** PROVIDED DATA **
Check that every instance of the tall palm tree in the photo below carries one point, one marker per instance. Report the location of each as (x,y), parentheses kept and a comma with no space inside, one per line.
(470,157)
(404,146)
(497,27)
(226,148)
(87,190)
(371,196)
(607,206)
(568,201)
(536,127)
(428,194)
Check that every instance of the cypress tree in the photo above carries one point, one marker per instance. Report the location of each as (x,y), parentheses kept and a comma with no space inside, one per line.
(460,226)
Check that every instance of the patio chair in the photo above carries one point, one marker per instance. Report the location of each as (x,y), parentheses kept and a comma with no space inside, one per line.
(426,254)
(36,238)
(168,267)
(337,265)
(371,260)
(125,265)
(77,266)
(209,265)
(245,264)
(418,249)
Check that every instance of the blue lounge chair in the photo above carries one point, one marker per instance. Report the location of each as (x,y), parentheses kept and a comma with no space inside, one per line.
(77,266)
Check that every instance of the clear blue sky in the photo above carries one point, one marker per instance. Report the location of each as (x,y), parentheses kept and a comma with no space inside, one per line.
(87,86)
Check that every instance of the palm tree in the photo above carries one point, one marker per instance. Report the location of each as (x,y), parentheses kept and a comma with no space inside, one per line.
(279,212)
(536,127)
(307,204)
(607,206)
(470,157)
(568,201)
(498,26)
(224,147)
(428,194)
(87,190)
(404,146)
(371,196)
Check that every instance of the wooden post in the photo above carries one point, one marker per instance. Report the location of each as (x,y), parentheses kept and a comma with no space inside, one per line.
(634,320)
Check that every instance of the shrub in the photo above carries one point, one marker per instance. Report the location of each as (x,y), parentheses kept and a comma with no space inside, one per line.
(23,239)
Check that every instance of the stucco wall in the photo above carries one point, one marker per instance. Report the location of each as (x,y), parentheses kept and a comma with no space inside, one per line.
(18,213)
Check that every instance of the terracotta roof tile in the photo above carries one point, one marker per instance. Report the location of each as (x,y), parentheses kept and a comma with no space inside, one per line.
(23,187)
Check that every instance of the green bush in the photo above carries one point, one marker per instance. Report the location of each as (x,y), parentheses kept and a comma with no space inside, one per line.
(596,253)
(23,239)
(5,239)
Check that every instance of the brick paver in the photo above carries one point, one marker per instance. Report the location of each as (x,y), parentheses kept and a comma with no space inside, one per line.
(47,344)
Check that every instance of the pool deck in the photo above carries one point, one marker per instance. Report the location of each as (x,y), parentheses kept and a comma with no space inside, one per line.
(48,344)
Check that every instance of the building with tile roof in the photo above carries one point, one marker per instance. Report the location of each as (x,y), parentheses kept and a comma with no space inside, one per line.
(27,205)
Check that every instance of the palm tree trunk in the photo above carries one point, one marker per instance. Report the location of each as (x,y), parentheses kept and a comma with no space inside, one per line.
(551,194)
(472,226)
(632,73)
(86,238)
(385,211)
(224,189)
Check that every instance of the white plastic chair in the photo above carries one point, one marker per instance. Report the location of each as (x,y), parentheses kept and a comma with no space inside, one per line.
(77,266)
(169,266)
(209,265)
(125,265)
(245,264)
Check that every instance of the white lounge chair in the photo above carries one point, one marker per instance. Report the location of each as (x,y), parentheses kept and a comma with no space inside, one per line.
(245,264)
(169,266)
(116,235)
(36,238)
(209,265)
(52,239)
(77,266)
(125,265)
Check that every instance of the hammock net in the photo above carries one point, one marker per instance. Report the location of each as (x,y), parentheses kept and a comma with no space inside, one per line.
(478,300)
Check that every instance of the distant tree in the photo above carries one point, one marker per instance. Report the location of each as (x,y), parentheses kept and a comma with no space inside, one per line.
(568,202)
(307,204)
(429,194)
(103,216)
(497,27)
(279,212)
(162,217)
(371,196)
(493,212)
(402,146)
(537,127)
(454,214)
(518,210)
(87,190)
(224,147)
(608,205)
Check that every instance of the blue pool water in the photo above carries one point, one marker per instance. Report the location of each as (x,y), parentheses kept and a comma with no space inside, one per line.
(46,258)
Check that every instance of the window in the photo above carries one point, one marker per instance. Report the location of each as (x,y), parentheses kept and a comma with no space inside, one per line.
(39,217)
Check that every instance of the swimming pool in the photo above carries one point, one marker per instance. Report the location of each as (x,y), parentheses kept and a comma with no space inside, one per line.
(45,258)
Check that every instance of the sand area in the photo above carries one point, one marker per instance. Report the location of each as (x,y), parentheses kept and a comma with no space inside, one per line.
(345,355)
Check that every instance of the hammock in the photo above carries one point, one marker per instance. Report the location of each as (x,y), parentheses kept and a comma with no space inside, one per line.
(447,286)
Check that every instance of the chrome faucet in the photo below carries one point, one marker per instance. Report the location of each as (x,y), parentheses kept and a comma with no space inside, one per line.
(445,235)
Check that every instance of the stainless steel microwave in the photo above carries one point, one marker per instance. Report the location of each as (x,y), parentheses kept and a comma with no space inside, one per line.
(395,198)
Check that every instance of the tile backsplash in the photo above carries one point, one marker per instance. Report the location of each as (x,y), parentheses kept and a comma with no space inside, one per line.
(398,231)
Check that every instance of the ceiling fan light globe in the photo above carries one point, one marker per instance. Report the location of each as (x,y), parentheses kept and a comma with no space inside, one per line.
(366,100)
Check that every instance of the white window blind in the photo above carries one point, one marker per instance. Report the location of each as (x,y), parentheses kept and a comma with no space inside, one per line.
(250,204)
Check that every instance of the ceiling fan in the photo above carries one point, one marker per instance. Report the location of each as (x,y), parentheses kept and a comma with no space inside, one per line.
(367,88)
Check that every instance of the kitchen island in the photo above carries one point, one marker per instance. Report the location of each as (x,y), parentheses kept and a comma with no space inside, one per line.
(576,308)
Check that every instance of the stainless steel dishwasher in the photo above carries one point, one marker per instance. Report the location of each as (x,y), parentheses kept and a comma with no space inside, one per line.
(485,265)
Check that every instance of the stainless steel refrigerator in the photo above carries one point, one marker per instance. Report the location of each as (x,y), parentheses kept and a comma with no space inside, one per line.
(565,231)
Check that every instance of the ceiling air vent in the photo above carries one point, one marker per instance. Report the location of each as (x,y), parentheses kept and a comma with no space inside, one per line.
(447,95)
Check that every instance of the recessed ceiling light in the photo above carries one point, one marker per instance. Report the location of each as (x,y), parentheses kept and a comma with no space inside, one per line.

** THE PROBLEM **
Quote every record above exactly.

** WRITTEN RESPONSE **
Check that every instance of the tall palm tree in the photo below carries one point, one marker per instance. Report the location of each as (x,y), parentheses kept and a comma with no space inside, one per line.
(470,157)
(404,146)
(497,27)
(226,148)
(87,190)
(371,196)
(607,206)
(568,201)
(536,127)
(428,194)
Check that every instance of the cypress tree in the photo above carries one point, one marker per instance. Report the location of each as (x,y), parentheses kept and a comma with no space inside, one per line.
(460,226)
Check that every instance of the patio chair in the photo above carries one point, one marker per instance. Report the location of each as (x,y), parentheses kept and a comma with no space inside, one per line.
(426,254)
(36,238)
(168,267)
(337,265)
(371,260)
(125,265)
(77,266)
(209,265)
(245,264)
(418,249)
Check that every instance of the blue lounge chair in the photo above carries one point, one marker per instance. Report the location of each as (x,y), parentheses kept and a comma with no space inside, one per line.
(77,266)
Check that every instance of the clear blue sky in the photo above carries one point, one marker per instance. Report the location of each as (x,y), parentheses kept and a comma with no space inside, one per line.
(87,86)
Check that every instance of the palm tree in the photo above carries one point, one marker per instance. Report the location of each as (x,y), parentheses kept and a comma with no space inside, one per line.
(279,212)
(536,127)
(307,204)
(607,206)
(470,157)
(568,201)
(498,26)
(224,147)
(428,194)
(87,190)
(404,146)
(371,196)
Check that every instance of the wooden post in the photo above carries one point, one marker per instance. Report the location of each as (x,y), parentheses kept and a comma with no space inside, one per line.
(634,320)
Check that every instance of the shrub in the photo above carries one point, one marker per instance. Report the location of each as (x,y), parentheses kept and a comma with no space inside, one per line.
(23,239)
Check that every instance of the stucco wall in the photo above carries one point, one marker per instance. Report the location of each as (x,y), parentheses kept and a comma with no space inside, one per line.
(18,213)
Check that every instance of the terracotta roof tile in the photo above carries one point, one marker per instance. Report the location of each as (x,y), parentheses kept and a comma with no space inside, one per line.
(23,187)
Check that every instance of the green bush in the photo above carries one point, one marker per instance. Report the location of each as (x,y), parentheses kept and a comma with no space inside, one per line.
(596,253)
(23,239)
(5,239)
Check that every instance of the brick paver in the photo above carries one point, one marker per instance. Report the location of each as (x,y), parentheses kept and a comma with no space inside, one per line.
(47,344)
Check that every instance of the pool deck in the photo above carries one point, one marker per instance. Report the location of each as (x,y), parentheses kept and a comma with no space inside, one per line.
(48,344)
Check that every instance of the building with tile roof in the photo above carries one point, one marker per instance. Report the location of each as (x,y), parentheses kept and a comma with no space inside, one per line.
(27,205)
Check that every instance of the palm tree trunk in the photo above carries one point, one marker per instance. Report the location of each as (x,y), parentheses kept and a comma with no space inside, one per line.
(551,194)
(472,226)
(632,73)
(86,238)
(385,211)
(224,189)
Check that every instance of the white plastic chair in the photo above carries one point, one marker per instance. Report the location of each as (x,y), parentheses kept and a comma with no space inside, one per line.
(77,266)
(169,266)
(209,265)
(125,265)
(245,264)
Check that every instance of the white lounge chair in the photo above carries one point, one marker per instance. Report the location of each as (x,y), parentheses kept and a comma with no space inside, one per line.
(245,264)
(169,266)
(116,235)
(36,238)
(209,265)
(52,239)
(77,266)
(125,265)
Check that every instance of the hammock net in the photo above carries one point, one marker per instance. Report the location of each as (x,y), parentheses kept and a comma with no space inside, one per line.
(478,300)
Check that every instance of the distant tree in the photo above carries one point, one marker per instance. Report the location of each as (x,y), parentheses kept and a comma with no space inside, one per line.
(568,202)
(307,204)
(429,194)
(103,216)
(497,27)
(279,212)
(162,217)
(371,196)
(493,212)
(402,146)
(537,127)
(454,214)
(518,210)
(87,190)
(224,147)
(608,205)
Check that every instance of the blue pool water in the photo above carries one point, one marker per instance. Report the location of each as (x,y), parentheses kept and a comma with no space inside, one per line.
(46,258)
Check that every instance of the window in the photo above carries one point, one marker per instance. Report the location of each as (x,y), parentheses kept and a comma with no space inside, one per line.
(39,217)
Check that every instance of the swimming pool in the photo above carries one point, one marker per instance. Report the location of each as (x,y), parentheses kept and a comma with no space inside, one per line.
(45,258)
Check that every instance of the sand area in the photo above carries one point, one marker per instance. Report the location of each as (x,y), parentheses kept and a comma with no space inside, one per line.
(345,355)
Check that every instance of the hammock in the photo above carries one point, one marker per instance. Report the location of each as (x,y), parentheses kept and a comma with no space inside, one per line.
(447,286)
Check that every instance of the chrome faucet in the photo below carries one point, one marker per instance. Report the location of each as (x,y), parentheses kept and a comma with no space inside, one per line.
(445,235)
Check that every instance of the stainless steel microwave in the photo above carries one point, one marker per instance. Report the location of each as (x,y), parentheses kept and a comma with no space inside, one per line.
(395,198)
Check that every instance of the tile backsplash in the photo above carries one point, one marker per instance. Report the location of each as (x,y), parentheses kept and a comma with no space inside, one per line.
(398,231)
Check that every instance of the ceiling fan light globe in the photo above carries one point, one marker per instance. Report the location of each as (x,y), parentheses kept and a comma with no space inside, one per line.
(366,100)
Check that every instance of the white window blind in the photo above carries one point, one marker per instance. Report the location of each as (x,y), parentheses kept and a comma with no space inside, one per line.
(250,204)
Check that every instance of the ceiling fan in the photo above carries one point, one marker per instance. Report the location of each as (x,y), parentheses kept and a comma with no space inside, one per line.
(367,88)
Check that every instance of the kitchen island in the photo above carries one point, one marker per instance. Report the location of each as (x,y), parentheses kept and a comma with no space inside, one per line.
(576,308)
Check that every instance of the stainless steel dishwasher in the photo above carries one point, one marker per instance. Report the location of each as (x,y), parentheses kept and a comma with no space inside, one per line.
(485,265)
Check that every instance of the stainless steel refrigerator in the photo above carries one point, one marker per instance. Report the location of each as (x,y), parentheses kept and a comma with no space inside, one per line.
(565,231)
Check that every instance of the ceiling air vent in the photo above carries one point, one marker per instance. Report the location of each as (x,y), parentheses kept and a comma with no space inside, one per line.
(447,95)
Check that every instance of the recessed ceiling light in the photo above carries one point, one marker per instance. Report the location of each as (x,y), parentheses kept and a comma with no space inside, one per line.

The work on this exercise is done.